DOCUMENT EXTRACT:
Yeah, unquestionably it’s evolved. When we started, we adopted what’s called the open core business model, so the idea here is that you have an open source product that drives really broad adoption. So you get some level of ubiquity. Many, many, many people are using it because hey, it’s open source, it’s very, very easy to download to work with. You’re not paying up front for the software, you may eventually pay for support. That was the Red Hat model for open source. But the idea with the open core model is that open source product would just be the core what you do when you started getting that ubiquitous adoption is you start to introduce enterprise features, which would be a different license. Most people would adopt with the core and then you’d up sell them to the constellation of enterprise features that essentially form the basis of your enterprise offering, let’s say.


That business model, I think, lasted about four or five years. When we started the company, it was I think a good bet that was the right way for us to do it and we operated under that until it started to become clear that open source business models were under threat, in particular, from some of AWS’s actions, so they really went after Elastic Search. That was one that they I think changed the nature of the open core business model and made it I think less likely that you’d succeed. What Amazon did is they said we can repackage the open core, put our own enterprise things around it, and most of the work’s already been done for us to create this piece of software and we’re going to repackage it. And with that, in addition to the incumbent cloud platform, means that we’re going to be able to get huge numbers of customers just because everything’s integrated, it’s all part of the same billing system, all the identity access management works together. So you have all the advantage of the cloud platform combined with the quality of the open source offering. So as soon as people started to wrestle with that, the open core model became less tenable.


Interestingly, at exact same time, the idea of really offering things as a service in the cloud, first and foremost, and worrying a little less about open source was also quite ascendant. Again because of Amazon I think more than any company. So they offered both the twilight of one business model and really ushered in the future there. And I do think that if you think about the progression here, you had closed source software, open source software, and then let’s say cloud services, they make sense because they’re moving along a gradient of essentially less cost. The cost isn’t always measured easily in dollars and cents, it could even be measured in time, for example. Time to value and the resources required to run something in production. You went from close source software, which was incredibly expensive to actually buy it and to use it because you actually had to go through procurement. So you’d talk to some salesperson that might have a relatively long process, then you have to go through legal wrangling, go through procurement and eventually they send you a bunch of printed manuals. And there wasn’t really a community necessarily that was online, but this is just the dominant mode of how software was purchased.

EXERCISE INSTRUCTIONS:
• A. Using the passage about open source business models, decide whether each statement agrees with it. Answer yes or no for each, and quote the deciding words. (i) The open core business model lasted about four or five years. (ii) Under the open core model, enterprise features were offered under the same license as the core product. (iii) AWS went after Elastic Search.
• B. Reproduce word for word the part of the passage about open source business models from "Yeah, unquestionably it’s" up to and including "offering, let’s say.".
Rely only on the passage about open source business models.

GIVEN INFORMATION:
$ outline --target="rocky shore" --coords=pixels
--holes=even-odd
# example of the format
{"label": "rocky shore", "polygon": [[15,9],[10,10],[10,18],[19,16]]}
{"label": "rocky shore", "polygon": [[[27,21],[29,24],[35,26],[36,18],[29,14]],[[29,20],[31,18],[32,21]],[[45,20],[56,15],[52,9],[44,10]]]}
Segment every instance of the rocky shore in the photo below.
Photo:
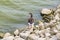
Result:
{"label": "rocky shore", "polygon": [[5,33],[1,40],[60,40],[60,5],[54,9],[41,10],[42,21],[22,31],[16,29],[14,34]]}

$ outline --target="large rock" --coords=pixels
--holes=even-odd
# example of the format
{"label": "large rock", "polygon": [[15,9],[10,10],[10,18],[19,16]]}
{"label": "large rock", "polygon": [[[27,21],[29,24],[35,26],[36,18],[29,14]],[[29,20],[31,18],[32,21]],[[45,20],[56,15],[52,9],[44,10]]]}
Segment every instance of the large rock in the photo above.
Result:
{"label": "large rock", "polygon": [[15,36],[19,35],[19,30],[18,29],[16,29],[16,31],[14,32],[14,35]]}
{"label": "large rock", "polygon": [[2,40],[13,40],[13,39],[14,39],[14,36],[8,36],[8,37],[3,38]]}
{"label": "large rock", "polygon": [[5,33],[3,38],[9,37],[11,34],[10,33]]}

RESPONSES FOR EACH TASK:
• A.
(i) Yes: "That business model, I think, lasted about four or five years."
(ii) No: "you start to introduce enterprise features, which would be a different license."
(iii) Yes: "so they really went after Elastic Search."

• B.
Yeah, unquestionably it’s evolved. When we started, we adopted what’s called the open core business model, so the idea here is that you have an open source product that drives really broad adoption. So you get some level of ubiquity. Many, many, many people are using it because hey, it’s open source, it’s very, very easy to download to work with. You’re not paying up front for the software, you may eventually pay for support. That was the Red Hat model for open source. But the idea with the open core model is that open source product would just be the core what you do when you started getting that ubiquitous adoption is you start to introduce enterprise features, which would be a different license. Most people would adopt with the core and then you’d up sell them to the constellation of enterprise features that essentially form the basis of your enterprise offering, let’s say.